Tarefa A: Como reescreveria em forma de lista, mantendo os factos principais, o parágrafo do texto sobre o setor logístico que começa por «As quebras verificadas»?
Tarefa B: Como prolongaria o texto sobre o setor logístico a partir do ponto em que termina?

Texto apresentado:
┄┄┄┄┄┄┄┄┄┄┄┄┄┄┄┄┄┄┄┄

Com a pandemia a obrigar à contenção nas compras presenciais, o comércio online irá consolidar-se e, com ele, “o crescimento exponencial do setor logístico”, diz, por seu turno, Nuno Pereira da Silva, que lidera o departamento de logística da CBRE.
“Houve grandes adaptações dos players do mercado que foram obrigados a repensar toda a sua estratégia comercial e no geral adaptaram-se bem”, referiu o responsável, acrescentando que “há muita procura por estruturas ou edifícios mais pequenos perto das cidades”.
A disponibilidade de espaços de logística vai continuar, porém, reduzida ao longo de 2021. Ainda assim, começam a surgir “projetos de construção especulativa”.
As quebras verificadas na cadeia de abastecimento durante a pandemia realçaram ainda a dependência de Portugal face ao exterior (principalmente de Espanha), evidenciando a necessidade de criar hubs logísticos no País, pelo que se antecipam alguns movimentos neste sentido ao longo do ano, refere-se no estudo.

┄┄┄┄┄┄┄┄┄┄┄┄┄┄┄┄┄┄┄┄

Dados fornecidos:

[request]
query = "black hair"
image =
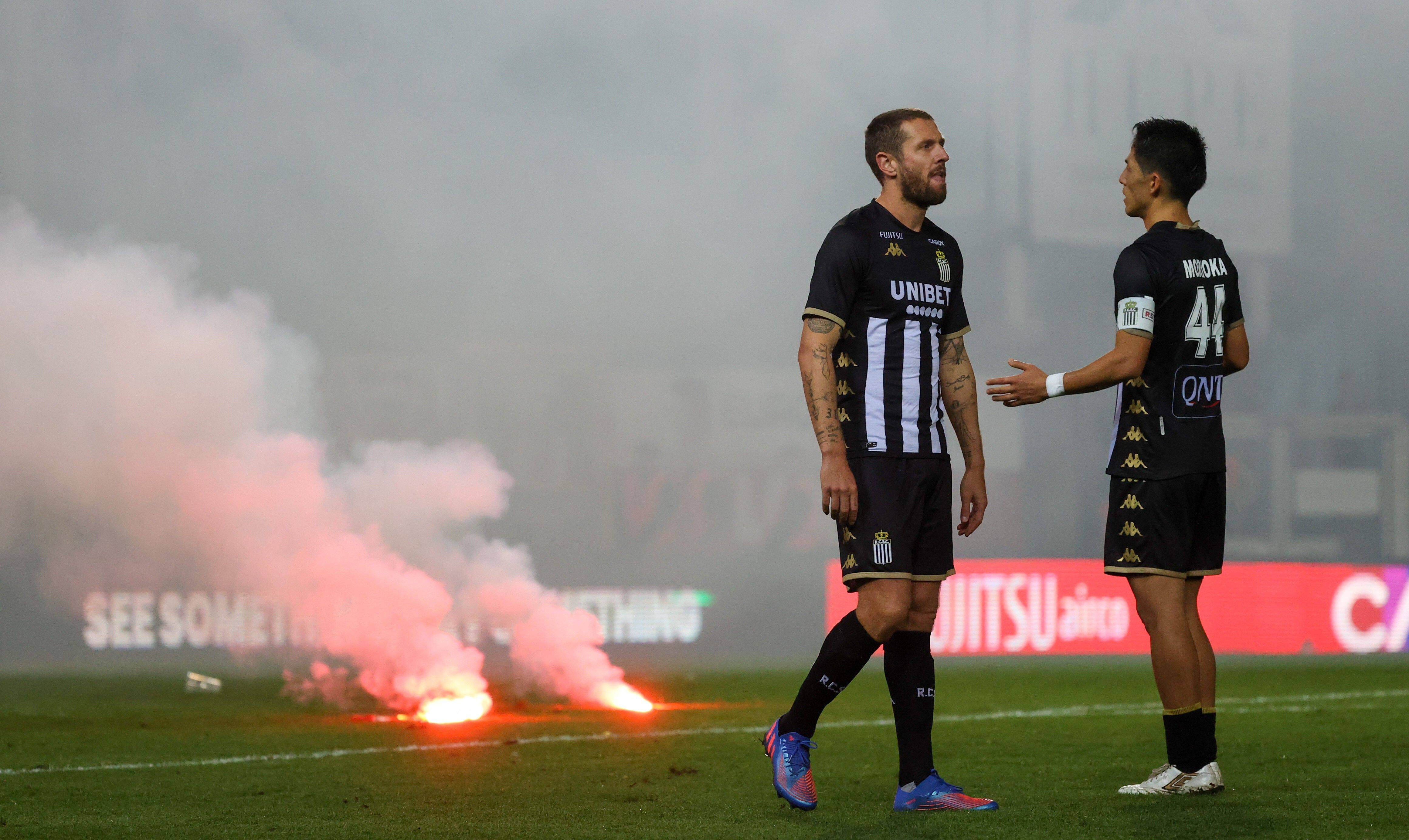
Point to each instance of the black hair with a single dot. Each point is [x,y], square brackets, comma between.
[887,134]
[1177,151]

┄┄┄┄┄┄┄┄┄┄┄┄┄┄┄┄┄┄┄┄

Resultado A:
- Durante a pandemia houve quebras na cadeia de abastecimento.
- Essas quebras realçaram a dependência de Portugal face ao exterior, principalmente de Espanha.
- Tornou-se evidente a necessidade de criar hubs logísticos no País.
- O estudo antecipa alguns movimentos nesse sentido ao longo do ano.

Resultado B:
Turismo – recuperação só daqui a dois anos
A recuperação do turismo vai demorar face à grande dependência dos mercados externos, não se prevendo que o setor atinja os níveis registados em 2019 antes de 2023-2024. Ainda assim, referiu Duarte Morais Santos, diretor da área de Hotelaria na CBRE, em algumas regiões a retoma poderá ser muito rápida. “A recuperação deverá acontecer a duas velocidades, consoante as regiões – o Algarve, por exemplo, se tudo decorrer dentro do previsto com o programa de vacinação, poderá ter um dos melhores Verões de sempre. Já Lisboa, que depende do turismo de negócios e de turistas como os brasileiros e americanos vai demorar mais tempo a recuperar”. Também a Madeira e os Açores teriam todas as condições para uma recuperação rápida mas estão muito dependentes do setor da aviação, sublinhou o responsável.
O desempenho hoteleiro vai continuar a ser mais positivo em zonas com menor densidade populacional fruto do contexto pandémico, com as regiões Centro e do Alentejo a serem novamente as grandes beneficiadas, tal como sucedeu em 2020.
“É também expectável que as mudanças de hábitos e os requisitos de segurança impulsionem a diversificação de produtos. O turismo de natureza e o de bem-estar, os serviced apartments e boutique hotéis, e as second home em resorts turísticos afirmam-se como soluções com perspetivas de crescimento”, refere-se no estudo.
Preços das casas vão baixar?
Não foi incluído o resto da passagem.